> **TEXT UNDER STUDY**:
# # # #
On Sept. 18, a friend and I went to the re-screening of David Lynch’s “Blue Velvet,” a disturbing psycho-thriller originally released on Sept. 19, 1986, screened at the Coolidge Corner Theater. If you don’t already know who David Lynch is, just know that Lana Del Rey quoted him as a huge influence. Personally, I would say that as we can see the America in real life descend into madness, there is no better time to dive into the dark Americana dream-vision of David Lynch. Blue Velvet captures the nightmare hiding behind the American dream — a strange, unsettling vision that echoes disturbingly in today’s fractured world. Jeffery (Kyle MacLachlan), a high school boy in Lumberton, discovers a severed ear and then delves into the underbelly of the Lumberton with his high school crush, Sandy (Laura Dern), daughter of the local police officer, a blonde girl embodying the naïve innocence of the American dream. He then learns about kidnapping, sexual slavery and corruption through a barrage of voyeurism, mixed with scenes of small town life (the ever so classic high school dances and dates in diners) here and there.
The sexual material in the film remains profoundly disturbing. Isabella Rossellini’s peak performance as Dorothy, the opposite of Sandy, is so realistic and devastatingly convincing that most other actresses would not dare to experiment with scenes of such emotional intensity.
# # # #
> **SUPPLIED RECORDS**:
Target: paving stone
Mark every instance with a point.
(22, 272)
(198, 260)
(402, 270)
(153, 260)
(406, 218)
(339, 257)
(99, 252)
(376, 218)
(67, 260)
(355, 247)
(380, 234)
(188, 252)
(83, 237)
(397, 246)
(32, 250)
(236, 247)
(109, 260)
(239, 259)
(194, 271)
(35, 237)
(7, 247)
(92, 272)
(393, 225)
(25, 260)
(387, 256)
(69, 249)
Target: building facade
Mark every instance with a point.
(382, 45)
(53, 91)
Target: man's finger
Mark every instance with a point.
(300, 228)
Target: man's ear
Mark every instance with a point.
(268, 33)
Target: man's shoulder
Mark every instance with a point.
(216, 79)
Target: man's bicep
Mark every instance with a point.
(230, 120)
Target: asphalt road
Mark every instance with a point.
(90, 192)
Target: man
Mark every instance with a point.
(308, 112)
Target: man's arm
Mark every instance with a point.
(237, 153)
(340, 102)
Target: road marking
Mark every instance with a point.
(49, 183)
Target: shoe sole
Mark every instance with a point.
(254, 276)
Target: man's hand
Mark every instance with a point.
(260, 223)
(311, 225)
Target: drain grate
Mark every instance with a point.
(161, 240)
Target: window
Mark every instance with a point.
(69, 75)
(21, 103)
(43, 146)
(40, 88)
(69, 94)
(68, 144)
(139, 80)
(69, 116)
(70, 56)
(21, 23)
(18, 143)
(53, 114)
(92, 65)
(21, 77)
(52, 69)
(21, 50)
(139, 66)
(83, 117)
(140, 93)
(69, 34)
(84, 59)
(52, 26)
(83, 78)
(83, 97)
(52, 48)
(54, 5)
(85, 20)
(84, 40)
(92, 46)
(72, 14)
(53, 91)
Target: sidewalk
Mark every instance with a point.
# # # #
> **WORK INSTRUCTION A**: Repeat word for word the passage of the Blue Velvet review starting with "The sexual material" and going on through "such emotional intensity.".
> **WORK INSTRUCTION B**: Pick up the Blue Velvet review after its last sentence and write what comes next.

> **EXERCISE RESPONSE A**:
The sexual material in the film remains profoundly disturbing. Isabella Rossellini’s peak performance as Dorothy, the opposite of Sandy, is so realistic and devastatingly convincing that most other actresses would not dare to experiment with scenes of such emotional intensity.

> **EXERCISE RESPONSE B**:
American cinema has long used satire to dull the edge of sex and violence. Here, Lynch suggests that perhaps these themes deserve to be treated with the gravity they command. And yet, some would argue that given the sheer force of the darker scenes, one is left frustrated: Lynch does not follow his own insights all the way to their consequences. For example, one disturbing scene sees Dorothy ask Jeffery to recreate the scene with her abuser, murmuring “hit me” in his ear, but Lynch leaves it there without exploring the psychological effects further. Meanwhile, the end of the movie almost seems too good to be true. Sandy tells Jeffery that she had a dream of robins, signifying love that will solve everything (she tells him this in front of a church, as expected). And at the end, after bloody murders, severed corpses, yes, there it was: Jefferey listening to the song Blue Velvet, waking up from a dream, with robins. The scene was almost too neat, which asks us, has anything actually been resolved? Or was it all a dream?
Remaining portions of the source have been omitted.